= DIRECTIONS FOR THIS TASK =
Each line in the records that mentions the word "white" needs to be listed.

Extracted data entries:
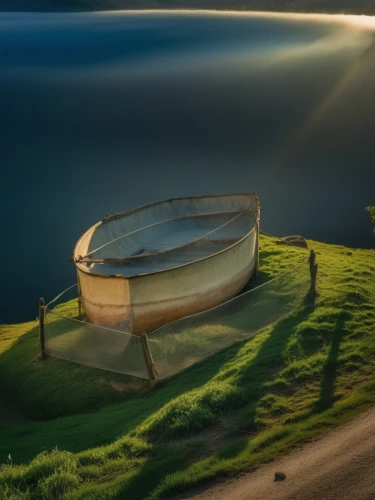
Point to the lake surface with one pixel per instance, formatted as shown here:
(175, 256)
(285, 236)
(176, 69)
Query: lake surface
(103, 112)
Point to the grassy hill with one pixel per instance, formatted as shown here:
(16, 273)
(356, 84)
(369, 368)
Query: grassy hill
(117, 438)
(329, 6)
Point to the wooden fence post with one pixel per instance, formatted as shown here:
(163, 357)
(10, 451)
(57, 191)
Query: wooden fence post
(79, 297)
(148, 358)
(256, 271)
(313, 271)
(42, 310)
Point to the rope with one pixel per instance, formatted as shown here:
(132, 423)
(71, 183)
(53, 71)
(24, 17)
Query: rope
(60, 294)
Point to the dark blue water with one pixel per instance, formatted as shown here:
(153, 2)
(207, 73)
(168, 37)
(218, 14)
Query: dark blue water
(104, 112)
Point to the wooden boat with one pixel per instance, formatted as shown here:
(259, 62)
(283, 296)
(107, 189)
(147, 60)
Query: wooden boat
(140, 269)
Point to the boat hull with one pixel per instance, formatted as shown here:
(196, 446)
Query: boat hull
(144, 303)
(159, 293)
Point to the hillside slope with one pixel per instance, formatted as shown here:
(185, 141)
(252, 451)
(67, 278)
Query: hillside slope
(239, 408)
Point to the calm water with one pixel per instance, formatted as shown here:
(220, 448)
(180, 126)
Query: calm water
(104, 112)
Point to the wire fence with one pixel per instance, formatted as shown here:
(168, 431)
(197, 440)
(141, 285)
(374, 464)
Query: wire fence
(177, 345)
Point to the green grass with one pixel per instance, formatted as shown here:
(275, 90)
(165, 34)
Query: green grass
(241, 407)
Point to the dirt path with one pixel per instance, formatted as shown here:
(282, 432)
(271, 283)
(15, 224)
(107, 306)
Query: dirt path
(338, 466)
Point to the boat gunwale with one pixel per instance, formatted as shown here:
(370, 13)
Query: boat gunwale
(86, 259)
(85, 270)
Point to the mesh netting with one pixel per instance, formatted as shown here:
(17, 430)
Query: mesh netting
(179, 344)
(182, 343)
(92, 345)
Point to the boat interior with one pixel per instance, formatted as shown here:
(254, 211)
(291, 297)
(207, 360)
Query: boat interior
(160, 237)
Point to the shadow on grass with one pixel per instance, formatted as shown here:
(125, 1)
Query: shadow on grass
(327, 389)
(269, 360)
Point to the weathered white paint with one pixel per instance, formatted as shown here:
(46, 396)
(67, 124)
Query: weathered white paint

= RESPONSE AREA =
Point to the weathered white paint with one pixel per instance, formatted as shown here:
Query: weathered white paint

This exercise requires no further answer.